Required work:
Return all lines from the listing below in which "above" appears.

━━━━━━━━━━━━━━━━━━━━━━━━━━━━━━

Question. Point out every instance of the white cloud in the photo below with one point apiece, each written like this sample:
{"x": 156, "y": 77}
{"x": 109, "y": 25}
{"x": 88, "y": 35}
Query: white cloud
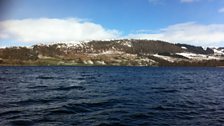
{"x": 67, "y": 30}
{"x": 189, "y": 33}
{"x": 49, "y": 30}
{"x": 188, "y": 1}
{"x": 221, "y": 10}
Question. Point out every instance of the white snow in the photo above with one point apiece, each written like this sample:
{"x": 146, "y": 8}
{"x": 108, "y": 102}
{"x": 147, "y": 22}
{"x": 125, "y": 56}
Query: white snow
{"x": 167, "y": 58}
{"x": 184, "y": 47}
{"x": 197, "y": 56}
{"x": 218, "y": 52}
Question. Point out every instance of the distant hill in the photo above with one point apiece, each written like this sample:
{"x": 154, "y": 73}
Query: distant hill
{"x": 114, "y": 52}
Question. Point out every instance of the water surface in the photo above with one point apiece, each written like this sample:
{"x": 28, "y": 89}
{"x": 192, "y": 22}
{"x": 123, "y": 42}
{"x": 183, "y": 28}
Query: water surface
{"x": 58, "y": 96}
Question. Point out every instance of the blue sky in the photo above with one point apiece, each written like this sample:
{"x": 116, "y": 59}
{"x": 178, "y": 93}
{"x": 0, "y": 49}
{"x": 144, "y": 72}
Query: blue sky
{"x": 146, "y": 19}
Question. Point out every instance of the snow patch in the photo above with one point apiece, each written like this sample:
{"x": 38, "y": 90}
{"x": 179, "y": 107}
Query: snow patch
{"x": 167, "y": 58}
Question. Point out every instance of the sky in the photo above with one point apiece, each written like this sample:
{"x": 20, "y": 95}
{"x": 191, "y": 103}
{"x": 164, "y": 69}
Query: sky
{"x": 28, "y": 22}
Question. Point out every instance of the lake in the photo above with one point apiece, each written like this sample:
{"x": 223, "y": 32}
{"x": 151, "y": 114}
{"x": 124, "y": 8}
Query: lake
{"x": 132, "y": 96}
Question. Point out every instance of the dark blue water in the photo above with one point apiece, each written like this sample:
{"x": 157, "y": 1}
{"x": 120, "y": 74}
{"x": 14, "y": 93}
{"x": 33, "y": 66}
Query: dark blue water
{"x": 56, "y": 96}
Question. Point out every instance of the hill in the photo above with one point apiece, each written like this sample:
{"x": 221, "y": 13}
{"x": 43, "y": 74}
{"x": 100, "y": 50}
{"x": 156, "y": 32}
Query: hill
{"x": 114, "y": 52}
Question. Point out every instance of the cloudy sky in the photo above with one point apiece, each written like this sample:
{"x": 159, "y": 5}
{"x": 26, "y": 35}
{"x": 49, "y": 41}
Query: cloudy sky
{"x": 27, "y": 22}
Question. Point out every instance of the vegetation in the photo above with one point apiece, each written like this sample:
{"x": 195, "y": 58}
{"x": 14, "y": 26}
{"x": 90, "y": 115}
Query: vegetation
{"x": 114, "y": 52}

━━━━━━━━━━━━━━━━━━━━━━━━━━━━━━

Task response:
Question. Point out every instance of the white snow in the photo above with one point apiece, each written like this sample:
Question. Point out every instance of the distant hill in the photo above with one point apiece, each written like this sample:
Question. Point out every instance of the water surface in the photo above with one point apiece, each written like this sample:
Question. Point out every instance of the blue sky in the photo above with one point apiece, each written like this sample:
Question. Point out every instance of the snow patch in the photo above with one point apiece, each written like this sample:
Question. Point out every instance of the sky in the photo above with one point apiece, each written like this sample:
Question. Point out every instance of the lake in the photo above with one point apiece, each written like this sample:
Question. Point out every instance of the dark blue water in the photo above with one point apiece, each written like this sample:
Question. Point out every instance of the hill in the photo above with one point apiece, each written like this sample:
Question. Point out every instance of the cloudy sky in the photo above with one point apiece, each written like this sample:
Question. Point out every instance of the vegetation in the photo above with one point apiece, each written like this sample:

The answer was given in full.